Rows:
+===+
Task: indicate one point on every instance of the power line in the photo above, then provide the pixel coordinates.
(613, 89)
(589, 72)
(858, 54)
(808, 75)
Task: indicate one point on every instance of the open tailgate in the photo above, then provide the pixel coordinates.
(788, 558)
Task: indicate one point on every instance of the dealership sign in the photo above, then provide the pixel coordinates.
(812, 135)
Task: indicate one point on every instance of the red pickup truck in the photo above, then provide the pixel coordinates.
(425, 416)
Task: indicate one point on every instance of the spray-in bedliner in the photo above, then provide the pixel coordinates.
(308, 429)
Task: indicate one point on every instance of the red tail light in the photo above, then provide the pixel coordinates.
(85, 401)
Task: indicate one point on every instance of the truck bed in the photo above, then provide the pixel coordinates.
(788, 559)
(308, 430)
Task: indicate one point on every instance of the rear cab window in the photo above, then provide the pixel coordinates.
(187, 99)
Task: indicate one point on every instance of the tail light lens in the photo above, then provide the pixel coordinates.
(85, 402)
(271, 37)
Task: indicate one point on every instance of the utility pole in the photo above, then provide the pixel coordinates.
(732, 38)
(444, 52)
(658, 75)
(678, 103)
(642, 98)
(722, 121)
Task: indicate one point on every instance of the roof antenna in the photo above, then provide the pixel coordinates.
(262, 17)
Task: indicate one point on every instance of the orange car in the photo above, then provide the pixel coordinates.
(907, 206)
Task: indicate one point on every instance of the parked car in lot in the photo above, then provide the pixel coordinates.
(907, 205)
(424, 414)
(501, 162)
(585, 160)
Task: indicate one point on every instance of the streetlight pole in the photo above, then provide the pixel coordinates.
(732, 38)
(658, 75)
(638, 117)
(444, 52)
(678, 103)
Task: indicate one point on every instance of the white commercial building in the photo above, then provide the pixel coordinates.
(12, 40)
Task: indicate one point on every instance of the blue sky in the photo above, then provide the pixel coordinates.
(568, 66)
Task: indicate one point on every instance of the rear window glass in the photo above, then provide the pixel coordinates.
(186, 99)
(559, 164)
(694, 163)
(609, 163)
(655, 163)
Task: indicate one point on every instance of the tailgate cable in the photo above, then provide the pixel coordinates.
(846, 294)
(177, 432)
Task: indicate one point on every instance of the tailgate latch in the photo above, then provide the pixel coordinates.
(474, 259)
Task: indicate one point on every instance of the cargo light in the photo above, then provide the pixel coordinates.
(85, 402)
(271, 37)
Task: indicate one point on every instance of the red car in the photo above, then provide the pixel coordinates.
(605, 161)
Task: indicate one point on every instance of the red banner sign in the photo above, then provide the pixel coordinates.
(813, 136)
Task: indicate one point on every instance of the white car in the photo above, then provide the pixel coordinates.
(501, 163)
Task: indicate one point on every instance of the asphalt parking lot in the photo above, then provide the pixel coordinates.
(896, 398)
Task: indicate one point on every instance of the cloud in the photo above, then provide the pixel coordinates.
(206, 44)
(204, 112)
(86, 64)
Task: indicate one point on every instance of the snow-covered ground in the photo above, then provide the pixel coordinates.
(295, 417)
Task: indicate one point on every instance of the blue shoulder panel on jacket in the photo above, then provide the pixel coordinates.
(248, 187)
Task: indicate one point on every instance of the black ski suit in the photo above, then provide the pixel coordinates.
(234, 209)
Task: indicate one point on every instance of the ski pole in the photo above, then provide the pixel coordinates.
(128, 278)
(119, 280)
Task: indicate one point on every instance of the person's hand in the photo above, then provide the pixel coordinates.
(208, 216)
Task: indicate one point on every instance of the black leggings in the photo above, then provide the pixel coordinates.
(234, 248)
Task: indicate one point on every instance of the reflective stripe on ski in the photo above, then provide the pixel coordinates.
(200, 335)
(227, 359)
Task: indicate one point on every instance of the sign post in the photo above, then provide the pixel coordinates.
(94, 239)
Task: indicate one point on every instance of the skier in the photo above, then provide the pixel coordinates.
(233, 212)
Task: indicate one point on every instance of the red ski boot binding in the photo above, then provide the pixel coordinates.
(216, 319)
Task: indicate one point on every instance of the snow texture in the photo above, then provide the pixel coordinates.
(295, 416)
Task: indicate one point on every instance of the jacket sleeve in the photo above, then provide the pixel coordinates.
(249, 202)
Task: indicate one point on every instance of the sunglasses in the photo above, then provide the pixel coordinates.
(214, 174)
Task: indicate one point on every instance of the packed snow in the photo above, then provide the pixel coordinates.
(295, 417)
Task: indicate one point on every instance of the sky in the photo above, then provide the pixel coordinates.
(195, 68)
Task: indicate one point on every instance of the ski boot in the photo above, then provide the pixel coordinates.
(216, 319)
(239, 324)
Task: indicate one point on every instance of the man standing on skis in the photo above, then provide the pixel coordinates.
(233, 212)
+===+
From the listing above, extract all records word for word.

Task: indicate one point on every instance of the power line in the photo above, then provide the pixel coordinates.
(613, 89)
(589, 72)
(858, 54)
(808, 75)
Task: indicate one point on every instance of the open tailgate in the photo above, then provide the pixel coordinates.
(788, 558)
Task: indicate one point on every instance of the dealership sign in the photo above, then provide the pixel coordinates.
(812, 135)
Task: indicate one point on every instance of the red pickup truck in the photo above, then provide the pixel coordinates.
(425, 416)
Task: indicate one point on every instance of the spray-in bedliner in the photo above, then provide the pixel coordinates.
(308, 429)
Task: indicate one point on every instance of the red tail light in the photo above, then provide the pixel coordinates.
(85, 401)
Task: indicate one point on every instance of the truck bed in the photo above, then provide the pixel coordinates.
(788, 559)
(308, 430)
Task: indicate one point on every instance of the rear cab window in the photo above, then provide the pixel coordinates.
(187, 99)
Task: indicate one point on every instance of the tail light lens in the photo above, then provide the pixel coordinates.
(85, 402)
(271, 37)
Task: indicate one point on every instance of the utility pole in the photo above, then provide the pixel coordinates.
(732, 38)
(444, 52)
(658, 75)
(678, 103)
(642, 98)
(722, 121)
Task: indicate one point on every instance of the roof antenna in the photo above, then provide the pixel coordinates.
(262, 17)
Task: indicate one point on every instance of the orange car in the photo above, then provide the pixel coordinates.
(907, 206)
Task: indicate one point on every instance of the parked car in lot in the photo above, then provide the pixel coordinates.
(907, 205)
(424, 414)
(501, 162)
(585, 160)
Task: indicate one point on every instance of the streetlight pole in the photo above, then provide the pixel coordinates.
(732, 38)
(658, 75)
(638, 117)
(444, 52)
(678, 103)
Task: indicate one point on every instance of the white commercial building in the photo above, then provide the pixel coordinates.
(12, 40)
Task: indicate one point on every instance of the blue sky in the photo above, then provide the pixel coordinates.
(568, 66)
Task: indicate one point on every instance of the rear window glass in the photo above, then provide the pixel coordinates.
(186, 99)
(559, 164)
(694, 163)
(609, 163)
(655, 163)
Task: indicate one point on every instance of the tailgate cable in the photo above, then provide the pixel coordinates.
(846, 294)
(177, 432)
Task: indicate one point on every instance of the tailgate latch in the photo above, then provide the pixel coordinates.
(474, 259)
Task: indicate one point on every instance of the cargo light in the photo above, then provide the pixel coordinates.
(85, 402)
(271, 37)
Task: indicate one point on every instance of the red car in the photo above, then provide the pixel coordinates.
(605, 161)
Task: indicate one point on every instance of the red banner sign in the photo above, then provide the pixel coordinates.
(813, 136)
Task: indicate one point on every instance of the white car in the photo above, then provide the pixel coordinates.
(501, 163)
Task: indicate one point on every instance of the asphalt parking lot in the photo above, then provide the pixel coordinates.
(896, 398)
Task: indicate one point on every instance of the cloud in the photo above, then provide the pixel coordinates.
(206, 44)
(204, 112)
(86, 64)
Task: indicate one point on every instance of the snow-covered ground in the photo above, then provide the pixel coordinates.
(295, 417)
Task: indicate one point on every instance of the blue shoulder panel on jacket in the photo above, then provide the pixel coordinates.
(248, 187)
Task: indicate one point on every instance of the black ski suit in the photo above, then provide the pixel coordinates.
(234, 209)
Task: indicate one point on every instance of the ski pole in the photo above, then provide the pixel coordinates.
(128, 278)
(119, 280)
Task: indicate one point on every instance of the person's hand in the photo above, then provide the pixel coordinates.
(208, 216)
Task: indicate one point on every instance of the black leggings in the photo above, then provide the pixel coordinates.
(234, 248)
Task: indicate one point on every instance of the reflective stripe on ski in the photo above, then provide the pixel coordinates.
(200, 335)
(227, 359)
Task: indicate one point on every instance of the sign post in the photo above, then provide the pixel coordinates.
(94, 239)
Task: indicate one point on every instance of the skier in the photo above, then provide the pixel coordinates.
(233, 212)
Task: indicate one point on every instance of the red ski boot binding in the photo above, then provide the pixel coordinates.
(216, 319)
Task: indicate one point on every instance of the snow texture in the photo above, then provide the pixel coordinates.
(295, 416)
Task: indicate one point on every instance of the jacket sleeve in the photo above, then provide the pixel coordinates.
(249, 202)
Task: indicate one point on every instance of the sunglasses in the photo above, then provide the pixel coordinates.
(214, 174)
Task: indicate one point on every instance of the packed snow in the photo above, then provide the pixel coordinates.
(295, 417)
Task: indicate one point on every instance of the sky in the photo above, then provide the pixel coordinates.
(195, 68)
Task: indicate one point on every instance of the ski boot in the photo above, then provide the pixel coordinates.
(216, 319)
(239, 324)
Task: indicate one point on every instance of the man standing on skis in the photo above, then provide the pixel coordinates.
(233, 212)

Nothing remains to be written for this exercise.